The complete listing should be restated exactly.

────

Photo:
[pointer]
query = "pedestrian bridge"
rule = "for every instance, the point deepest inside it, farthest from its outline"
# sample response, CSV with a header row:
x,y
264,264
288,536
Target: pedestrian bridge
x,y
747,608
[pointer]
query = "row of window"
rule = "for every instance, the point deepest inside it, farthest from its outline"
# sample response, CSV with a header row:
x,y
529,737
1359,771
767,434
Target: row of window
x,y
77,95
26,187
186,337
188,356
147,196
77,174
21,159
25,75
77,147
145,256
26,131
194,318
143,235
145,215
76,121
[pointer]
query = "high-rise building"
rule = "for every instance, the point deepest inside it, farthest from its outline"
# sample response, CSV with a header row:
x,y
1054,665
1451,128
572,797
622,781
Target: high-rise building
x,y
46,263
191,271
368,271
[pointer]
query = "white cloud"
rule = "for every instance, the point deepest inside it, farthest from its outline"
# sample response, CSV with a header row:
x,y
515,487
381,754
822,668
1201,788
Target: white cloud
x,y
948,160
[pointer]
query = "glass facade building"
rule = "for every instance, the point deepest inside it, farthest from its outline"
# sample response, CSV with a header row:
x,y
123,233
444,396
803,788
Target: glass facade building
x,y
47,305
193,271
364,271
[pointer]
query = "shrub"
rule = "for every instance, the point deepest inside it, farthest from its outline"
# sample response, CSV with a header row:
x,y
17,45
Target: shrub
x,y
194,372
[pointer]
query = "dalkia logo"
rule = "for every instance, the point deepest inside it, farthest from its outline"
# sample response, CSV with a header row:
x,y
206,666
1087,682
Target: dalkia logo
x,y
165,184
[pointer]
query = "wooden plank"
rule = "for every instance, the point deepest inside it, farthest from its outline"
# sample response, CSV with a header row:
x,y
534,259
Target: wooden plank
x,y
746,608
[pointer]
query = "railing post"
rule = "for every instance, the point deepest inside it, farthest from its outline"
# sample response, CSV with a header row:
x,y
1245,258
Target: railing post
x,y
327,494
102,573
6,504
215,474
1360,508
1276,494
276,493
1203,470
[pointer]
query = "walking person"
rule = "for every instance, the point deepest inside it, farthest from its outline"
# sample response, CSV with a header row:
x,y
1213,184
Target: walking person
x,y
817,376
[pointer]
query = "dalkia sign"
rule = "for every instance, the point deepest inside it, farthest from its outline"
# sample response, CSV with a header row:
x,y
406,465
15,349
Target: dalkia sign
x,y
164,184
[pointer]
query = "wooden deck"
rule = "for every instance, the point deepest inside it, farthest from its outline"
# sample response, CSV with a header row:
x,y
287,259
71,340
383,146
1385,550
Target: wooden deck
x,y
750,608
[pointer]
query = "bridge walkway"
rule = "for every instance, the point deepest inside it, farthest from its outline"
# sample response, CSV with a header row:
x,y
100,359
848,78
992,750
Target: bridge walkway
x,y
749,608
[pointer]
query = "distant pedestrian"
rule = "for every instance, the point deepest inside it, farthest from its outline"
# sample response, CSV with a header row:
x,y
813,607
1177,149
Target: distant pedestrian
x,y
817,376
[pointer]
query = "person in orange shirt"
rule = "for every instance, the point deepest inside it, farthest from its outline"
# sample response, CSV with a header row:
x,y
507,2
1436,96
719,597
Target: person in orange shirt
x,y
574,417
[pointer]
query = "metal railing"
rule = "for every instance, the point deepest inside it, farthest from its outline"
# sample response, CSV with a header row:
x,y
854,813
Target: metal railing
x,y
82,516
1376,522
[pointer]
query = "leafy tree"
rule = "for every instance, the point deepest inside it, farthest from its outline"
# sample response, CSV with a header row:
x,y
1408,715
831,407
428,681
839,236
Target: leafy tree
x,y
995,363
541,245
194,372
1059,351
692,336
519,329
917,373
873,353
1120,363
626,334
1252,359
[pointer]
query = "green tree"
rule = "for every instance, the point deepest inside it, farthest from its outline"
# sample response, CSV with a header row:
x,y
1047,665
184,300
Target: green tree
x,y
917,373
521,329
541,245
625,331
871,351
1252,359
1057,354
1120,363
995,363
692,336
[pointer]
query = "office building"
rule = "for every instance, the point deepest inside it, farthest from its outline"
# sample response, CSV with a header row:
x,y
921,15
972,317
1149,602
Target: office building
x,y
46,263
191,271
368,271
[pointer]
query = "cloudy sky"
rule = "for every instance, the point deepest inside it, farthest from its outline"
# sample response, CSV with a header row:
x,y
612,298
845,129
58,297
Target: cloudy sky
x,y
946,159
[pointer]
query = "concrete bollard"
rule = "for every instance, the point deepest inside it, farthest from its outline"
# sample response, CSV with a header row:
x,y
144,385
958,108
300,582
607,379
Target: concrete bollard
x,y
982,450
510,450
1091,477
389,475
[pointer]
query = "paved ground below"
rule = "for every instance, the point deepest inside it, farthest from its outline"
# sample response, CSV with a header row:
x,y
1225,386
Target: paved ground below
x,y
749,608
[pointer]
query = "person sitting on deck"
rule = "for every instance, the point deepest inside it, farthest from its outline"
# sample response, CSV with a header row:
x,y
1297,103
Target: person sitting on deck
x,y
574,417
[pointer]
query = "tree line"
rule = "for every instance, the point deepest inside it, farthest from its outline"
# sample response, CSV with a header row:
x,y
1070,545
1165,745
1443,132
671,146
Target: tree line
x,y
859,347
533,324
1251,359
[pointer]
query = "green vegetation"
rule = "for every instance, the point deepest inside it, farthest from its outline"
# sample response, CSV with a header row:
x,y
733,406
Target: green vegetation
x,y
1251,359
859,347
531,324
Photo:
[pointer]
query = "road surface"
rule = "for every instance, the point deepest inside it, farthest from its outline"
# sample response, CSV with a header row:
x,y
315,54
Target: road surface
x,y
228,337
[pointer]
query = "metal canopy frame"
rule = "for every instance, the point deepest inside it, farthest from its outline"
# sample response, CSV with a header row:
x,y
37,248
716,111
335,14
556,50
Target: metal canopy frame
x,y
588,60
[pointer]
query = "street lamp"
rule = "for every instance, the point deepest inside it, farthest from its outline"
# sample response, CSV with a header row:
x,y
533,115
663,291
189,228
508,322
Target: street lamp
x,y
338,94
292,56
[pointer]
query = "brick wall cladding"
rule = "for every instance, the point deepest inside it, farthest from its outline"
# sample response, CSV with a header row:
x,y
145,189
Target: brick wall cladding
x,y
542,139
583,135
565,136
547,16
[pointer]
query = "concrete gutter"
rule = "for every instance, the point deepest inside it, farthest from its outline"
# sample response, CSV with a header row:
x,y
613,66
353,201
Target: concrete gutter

────

RESPONSE TO THIS EXERCISE »
Photo:
[pointer]
query = "pedestrian bridge"
rule = "for every instance, the point deepest inside it, farthest from its outline"
# sample response, CSV with a header row:
x,y
264,264
288,536
Target: pedestrian bridge
x,y
747,608
[pointer]
query = "row of window"
rule = "for every instance, the point deepest inside it, farthest from its outline"
# sample response, CSV with a header row:
x,y
529,737
1359,771
767,434
Target: row of window
x,y
77,95
26,187
186,337
188,356
147,196
77,174
21,159
25,75
77,147
145,256
26,131
194,318
143,235
145,215
76,121
[pointer]
query = "high-rise building"
rule = "for every instance, the point deepest inside it, farthest from its outline"
# sample response, CSV with a header row:
x,y
1054,665
1451,128
572,797
622,781
Target: high-rise building
x,y
46,263
191,271
368,271
[pointer]
query = "white cloud"
rule = "for every instance, the point deepest inside it, farthest from its outline"
# sample response, CSV with a header row:
x,y
515,487
381,754
822,668
1201,788
Target: white cloud
x,y
948,160
[pointer]
query = "glass facade building"
rule = "for every instance, the point deepest inside it, farthest from its outline"
# sample response, CSV with a header row:
x,y
123,233
444,396
803,788
Target: glass facade building
x,y
47,305
193,271
364,271
[pointer]
query = "shrub"
rule = "for every instance, the point deepest inside it, farthest from its outline"
# sample response, CSV with a header row:
x,y
17,45
Target: shrub
x,y
194,372
[pointer]
query = "dalkia logo"
rule = "for every instance, the point deepest inside it, farthest from its outline"
# sample response, CSV with a header row:
x,y
206,666
1087,682
Target: dalkia logo
x,y
165,184
[pointer]
query = "wooden plank"
rule = "for every instance, the point deepest inside it, farthest from its outline"
# sample response, CSV with a header row:
x,y
534,259
Target: wooden plank
x,y
746,608
[pointer]
query = "railing post"
rule = "for every instance, the point deepest inside it, farthest from its outline"
# sample response, CSV with a header row:
x,y
1245,258
Target: railing post
x,y
327,494
102,573
6,504
215,474
1360,508
1276,494
276,493
1203,470
[pointer]
query = "walking person"
rule = "for every instance, the point deepest inside it, farthest from its outline"
# sample response, CSV with a header row:
x,y
1213,184
Target: walking person
x,y
817,376
[pointer]
query = "dalkia sign"
rule = "for every instance, the point deepest inside it, farthest from its outline"
# sample response, CSV with a header row:
x,y
406,465
15,349
Target: dalkia sign
x,y
164,184
[pointer]
query = "wooden deck"
rule = "for every instance, the point deepest inside it, farthest from its outline"
# sample response, CSV with a header row:
x,y
287,259
71,340
383,146
1385,550
Target: wooden deck
x,y
750,608
[pointer]
query = "bridge walkway"
rule = "for every instance, the point deepest inside it, farthest from its outline"
# sample response, CSV with a header row:
x,y
100,359
848,78
992,750
Target: bridge walkway
x,y
749,608
[pointer]
query = "distant pedestrian"
rule = "for every instance, the point deepest inside it, farthest from its outline"
# sample response, CSV with a header row:
x,y
813,607
1177,149
Target: distant pedestrian
x,y
817,376
[pointer]
query = "person in orange shirt"
rule = "for every instance, the point deepest inside it, farthest from its outline"
# sample response, CSV with a header row:
x,y
507,2
1436,96
719,597
Target: person in orange shirt
x,y
574,417
[pointer]
query = "metal railing"
rule = "for every instance, the point deepest inside it, farthest from its outline"
# sample response, CSV with a header row:
x,y
854,813
Target: metal railing
x,y
82,516
1376,522
[pointer]
query = "leafy tree"
rule = "for every instance, the point deepest inside it, farthest from its outline"
# sample response, CSV with a header row:
x,y
1408,715
831,407
428,681
839,236
Target: leafy tree
x,y
995,363
541,245
194,372
1059,351
692,336
519,329
917,373
873,353
1120,363
626,334
1252,359
[pointer]
query = "green tree"
rule = "for every instance, the point deepest inside it, farthest from its outline"
# sample response, CSV with a header row:
x,y
1047,665
184,300
Target: green tree
x,y
917,373
521,329
541,245
625,331
871,351
1252,359
1057,354
1120,363
995,363
692,336
[pointer]
query = "office building"
rule = "for every instance, the point deepest inside it, farthest from its outline"
# sample response, CSV with a header row:
x,y
921,15
972,317
1149,602
Target: office building
x,y
46,263
191,271
368,271
[pointer]
query = "cloudy sky"
rule = "for every instance, the point deepest inside it, farthest from its outline"
# sample response, CSV with a header row:
x,y
612,298
845,129
58,297
Target: cloudy sky
x,y
946,159
[pointer]
query = "concrete bollard"
rule = "for every instance, the point deepest inside it, farthest from its outline"
# sample response, CSV with a header row:
x,y
144,385
958,108
300,582
607,379
Target: concrete bollard
x,y
982,450
510,450
1091,477
389,475
[pointer]
query = "paved ground below"
rule = "for every instance, the point deepest inside it, farthest from its outline"
# sample response, CSV with a header row:
x,y
1225,386
Target: paved ground below
x,y
749,608
[pointer]
query = "person sitting on deck"
rule = "for every instance, the point deepest inside it, farthest from its outline"
# sample response, CSV with a header row:
x,y
1297,103
Target: person sitting on deck
x,y
574,417
[pointer]
query = "tree line"
rule = "for every instance, the point deepest inside it, farthest from its outline"
# sample response, CSV with a header row:
x,y
1070,545
1165,745
1443,132
671,146
Target: tree line
x,y
859,347
533,324
1251,359
[pointer]
query = "green vegetation"
rule = "for every instance, the point deepest inside it, farthest from its outline"
# sample response, CSV with a header row:
x,y
733,406
Target: green vegetation
x,y
1251,359
859,347
531,324
Photo:
[pointer]
query = "road surface"
rule = "for every instance, the point deepest inside it, farthest from its outline"
# sample response, CSV with a header row:
x,y
315,54
Target: road surface
x,y
228,337
[pointer]
query = "metal canopy frame"
rule = "for every instance, the point deepest inside it, farthest from its outline"
# sample response, CSV with a header row:
x,y
37,248
716,111
335,14
556,50
Target: metal canopy frame
x,y
588,60
[pointer]
query = "street lamp"
rule = "for every instance, the point deepest inside it, farthest from its outline"
# sample response, CSV with a header row:
x,y
533,115
663,291
189,228
508,322
Target: street lamp
x,y
338,94
292,56
[pointer]
query = "brick wall cladding"
rule = "for every instance, the point deepest inside it, farthest from its outline"
# sample response, CSV with a header row:
x,y
145,189
Target: brick wall cladding
x,y
542,139
583,135
565,136
547,16
[pointer]
query = "concrete gutter"
rule = "for every instance, the point deepest inside it, farthest from its outline"
# sample response, CSV with a header row:
x,y
613,66
353,201
Target: concrete gutter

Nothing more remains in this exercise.